"then your difficulties in getting out, getting a job and making friends are your own fault because you’re not trying hard enough." I'm actually experiencing that not only from people in relation to employment but from the very people who are SUPPOSED to understand and help me get better - my mental health team!
I've had roughly a third of all the MENTAL HEALTH hcps I've been assigned basically (and in a couple of cases quite literally) basically say I'm not trying hard enough, including 1 hcp who while I was sobbing, shaking and trying not to vomit I was so anxious, said I wasn't trying hard enough, that it suited me to stay sick!
NOBODY wants to feel anxious, depressed, isolated, unsupported, useless, letting their loved ones down... Every Fucking day! For years!
But yea I'll just "try harder" 🤔
Re extrovert/introvert side of things, I used to be an extrovert, I was an outgoing, chatty, confident person.
Until I became very ill.
Part of it is most definitely the illness side of things, but a large part of it is also because of certain people not even attempting to understand the difficulties I have in dealing with certain aspects of life.

--- THE DATA ---
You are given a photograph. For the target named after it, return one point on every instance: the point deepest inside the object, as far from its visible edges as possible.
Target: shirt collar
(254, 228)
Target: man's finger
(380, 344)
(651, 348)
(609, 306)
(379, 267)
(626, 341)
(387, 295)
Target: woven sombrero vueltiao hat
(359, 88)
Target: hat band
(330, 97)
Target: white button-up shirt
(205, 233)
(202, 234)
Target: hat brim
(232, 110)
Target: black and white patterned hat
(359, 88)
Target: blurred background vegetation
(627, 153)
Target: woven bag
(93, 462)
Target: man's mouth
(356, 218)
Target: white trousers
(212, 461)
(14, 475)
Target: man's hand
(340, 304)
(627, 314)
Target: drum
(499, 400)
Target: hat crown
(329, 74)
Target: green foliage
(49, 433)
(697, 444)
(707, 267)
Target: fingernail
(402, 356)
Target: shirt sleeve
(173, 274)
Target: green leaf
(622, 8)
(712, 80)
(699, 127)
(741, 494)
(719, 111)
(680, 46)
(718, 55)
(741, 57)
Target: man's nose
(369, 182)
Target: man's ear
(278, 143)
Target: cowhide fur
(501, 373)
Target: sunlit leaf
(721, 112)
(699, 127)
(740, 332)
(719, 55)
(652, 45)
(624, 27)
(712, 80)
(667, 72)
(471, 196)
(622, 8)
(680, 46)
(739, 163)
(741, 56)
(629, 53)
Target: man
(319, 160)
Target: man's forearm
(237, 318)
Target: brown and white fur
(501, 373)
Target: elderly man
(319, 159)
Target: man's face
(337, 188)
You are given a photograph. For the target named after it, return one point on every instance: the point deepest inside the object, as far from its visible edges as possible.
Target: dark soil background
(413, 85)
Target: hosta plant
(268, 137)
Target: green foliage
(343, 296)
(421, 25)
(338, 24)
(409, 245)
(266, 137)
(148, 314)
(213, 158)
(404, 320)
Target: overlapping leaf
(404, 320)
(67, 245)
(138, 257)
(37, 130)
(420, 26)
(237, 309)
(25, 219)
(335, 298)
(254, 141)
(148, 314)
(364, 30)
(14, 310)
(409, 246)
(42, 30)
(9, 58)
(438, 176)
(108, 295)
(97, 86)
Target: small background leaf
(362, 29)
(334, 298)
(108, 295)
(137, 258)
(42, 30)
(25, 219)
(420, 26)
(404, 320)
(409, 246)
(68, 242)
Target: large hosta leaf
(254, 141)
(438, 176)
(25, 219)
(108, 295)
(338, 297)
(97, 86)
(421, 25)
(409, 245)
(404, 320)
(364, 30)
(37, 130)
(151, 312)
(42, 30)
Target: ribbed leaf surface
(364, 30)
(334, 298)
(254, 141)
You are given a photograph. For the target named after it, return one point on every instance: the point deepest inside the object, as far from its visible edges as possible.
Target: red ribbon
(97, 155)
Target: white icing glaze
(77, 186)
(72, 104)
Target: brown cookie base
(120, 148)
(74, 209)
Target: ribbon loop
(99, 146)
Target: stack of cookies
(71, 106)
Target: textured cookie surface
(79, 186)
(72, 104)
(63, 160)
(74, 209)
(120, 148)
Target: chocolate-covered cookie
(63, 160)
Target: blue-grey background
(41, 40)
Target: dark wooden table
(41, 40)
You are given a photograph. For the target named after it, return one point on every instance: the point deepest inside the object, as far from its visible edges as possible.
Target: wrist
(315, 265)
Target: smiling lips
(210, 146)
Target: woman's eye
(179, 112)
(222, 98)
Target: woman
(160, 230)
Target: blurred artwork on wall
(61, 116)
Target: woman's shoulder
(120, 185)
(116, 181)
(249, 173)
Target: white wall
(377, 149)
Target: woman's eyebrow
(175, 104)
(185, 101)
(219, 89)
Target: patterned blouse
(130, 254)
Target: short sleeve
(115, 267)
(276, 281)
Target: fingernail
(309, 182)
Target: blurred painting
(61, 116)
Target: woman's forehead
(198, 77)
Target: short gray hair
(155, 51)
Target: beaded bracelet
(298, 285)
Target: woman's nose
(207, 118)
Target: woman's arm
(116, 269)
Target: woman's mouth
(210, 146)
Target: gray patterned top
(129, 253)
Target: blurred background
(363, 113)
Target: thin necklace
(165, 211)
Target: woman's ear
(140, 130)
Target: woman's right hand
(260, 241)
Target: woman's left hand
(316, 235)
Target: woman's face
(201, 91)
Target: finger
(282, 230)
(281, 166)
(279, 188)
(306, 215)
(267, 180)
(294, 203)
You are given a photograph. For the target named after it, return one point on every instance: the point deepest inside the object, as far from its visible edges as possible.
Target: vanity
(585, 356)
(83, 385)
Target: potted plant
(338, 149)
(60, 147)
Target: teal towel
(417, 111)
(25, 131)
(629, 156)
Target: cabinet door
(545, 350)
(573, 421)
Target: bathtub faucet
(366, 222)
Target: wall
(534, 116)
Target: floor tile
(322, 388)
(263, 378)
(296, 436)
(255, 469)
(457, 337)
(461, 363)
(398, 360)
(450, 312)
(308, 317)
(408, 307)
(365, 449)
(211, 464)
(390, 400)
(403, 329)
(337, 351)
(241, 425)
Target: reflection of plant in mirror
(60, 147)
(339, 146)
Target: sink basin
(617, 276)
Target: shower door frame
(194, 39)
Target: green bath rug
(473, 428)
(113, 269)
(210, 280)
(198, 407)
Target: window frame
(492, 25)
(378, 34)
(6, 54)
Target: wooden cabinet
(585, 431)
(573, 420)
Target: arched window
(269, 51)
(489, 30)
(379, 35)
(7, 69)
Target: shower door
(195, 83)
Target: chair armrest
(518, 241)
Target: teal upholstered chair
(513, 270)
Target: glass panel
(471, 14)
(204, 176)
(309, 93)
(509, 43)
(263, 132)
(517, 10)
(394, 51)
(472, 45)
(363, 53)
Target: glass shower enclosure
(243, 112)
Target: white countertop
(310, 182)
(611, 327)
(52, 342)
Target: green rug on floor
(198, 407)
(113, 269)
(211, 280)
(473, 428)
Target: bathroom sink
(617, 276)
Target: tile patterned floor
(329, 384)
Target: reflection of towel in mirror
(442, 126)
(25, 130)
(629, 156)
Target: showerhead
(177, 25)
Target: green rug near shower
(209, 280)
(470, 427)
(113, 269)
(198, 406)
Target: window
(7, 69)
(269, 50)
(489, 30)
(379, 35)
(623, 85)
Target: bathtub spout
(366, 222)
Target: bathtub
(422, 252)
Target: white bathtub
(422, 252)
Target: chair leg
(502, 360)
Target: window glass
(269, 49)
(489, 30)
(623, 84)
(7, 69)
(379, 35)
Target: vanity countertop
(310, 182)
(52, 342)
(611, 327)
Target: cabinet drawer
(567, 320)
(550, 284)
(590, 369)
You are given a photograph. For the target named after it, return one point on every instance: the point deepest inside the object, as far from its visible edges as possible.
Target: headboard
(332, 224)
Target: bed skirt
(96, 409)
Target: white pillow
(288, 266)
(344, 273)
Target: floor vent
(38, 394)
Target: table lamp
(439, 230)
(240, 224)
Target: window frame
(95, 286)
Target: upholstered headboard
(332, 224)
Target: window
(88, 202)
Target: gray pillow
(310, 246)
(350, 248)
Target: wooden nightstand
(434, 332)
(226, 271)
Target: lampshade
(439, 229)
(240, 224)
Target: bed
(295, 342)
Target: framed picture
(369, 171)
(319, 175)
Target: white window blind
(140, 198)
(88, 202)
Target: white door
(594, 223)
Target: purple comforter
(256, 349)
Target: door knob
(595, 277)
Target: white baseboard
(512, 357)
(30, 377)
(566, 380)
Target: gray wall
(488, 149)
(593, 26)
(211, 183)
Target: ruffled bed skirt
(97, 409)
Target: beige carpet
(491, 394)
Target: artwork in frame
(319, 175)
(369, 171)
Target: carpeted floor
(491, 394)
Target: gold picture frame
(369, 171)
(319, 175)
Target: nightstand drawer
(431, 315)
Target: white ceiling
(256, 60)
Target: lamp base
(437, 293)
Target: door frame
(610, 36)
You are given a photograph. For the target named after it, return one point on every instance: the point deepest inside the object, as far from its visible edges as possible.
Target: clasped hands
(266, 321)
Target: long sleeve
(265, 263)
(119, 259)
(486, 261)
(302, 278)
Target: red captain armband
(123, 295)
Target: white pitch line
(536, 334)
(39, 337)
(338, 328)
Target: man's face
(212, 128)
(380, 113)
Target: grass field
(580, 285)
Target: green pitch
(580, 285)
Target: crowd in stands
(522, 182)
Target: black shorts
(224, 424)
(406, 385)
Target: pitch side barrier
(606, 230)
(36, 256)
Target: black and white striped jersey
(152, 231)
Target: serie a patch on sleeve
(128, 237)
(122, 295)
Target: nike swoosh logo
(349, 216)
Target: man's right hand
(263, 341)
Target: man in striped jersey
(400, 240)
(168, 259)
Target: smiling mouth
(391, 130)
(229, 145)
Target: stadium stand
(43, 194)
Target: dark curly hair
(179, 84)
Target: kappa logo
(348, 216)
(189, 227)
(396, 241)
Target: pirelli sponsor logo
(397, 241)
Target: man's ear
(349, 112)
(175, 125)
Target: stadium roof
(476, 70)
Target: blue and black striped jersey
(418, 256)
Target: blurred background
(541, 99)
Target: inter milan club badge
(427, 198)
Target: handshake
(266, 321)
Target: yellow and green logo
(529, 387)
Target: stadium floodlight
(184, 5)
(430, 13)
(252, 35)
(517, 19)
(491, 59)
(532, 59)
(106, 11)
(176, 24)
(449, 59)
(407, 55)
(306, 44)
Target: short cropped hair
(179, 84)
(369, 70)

--- REQUIRED ACTIONS ---
1 > Summarize the post in two sentences.
2 > According to the post, how did the writer describe themselves before becoming very ill?
3 > Rewrite the paragraph of the post that begins "I've had roughly a third" in fewer words, keeping its main facts.

--- LIST OF SOLUTIONS ---
1 > The writer says that people, including roughly a third of the mental health hcps assigned to them, have claimed they are not trying hard enough, though nobody wants to feel anxious, depressed and isolated every day for years. Once an outgoing, chatty, confident extrovert, the writer changed after becoming very ill, partly because of the illness and largely because some people do not try to understand the difficulties they face.

2 > As an extrovert: an outgoing, chatty, confident person.

3 > Roughly a third of my assigned mental health hcps have effectively, and in a couple of cases literally, said I'm not trying hard enough. One said so while I was sobbing, shaking and trying not to vomit from anxiety, adding that it suited me to stay sick.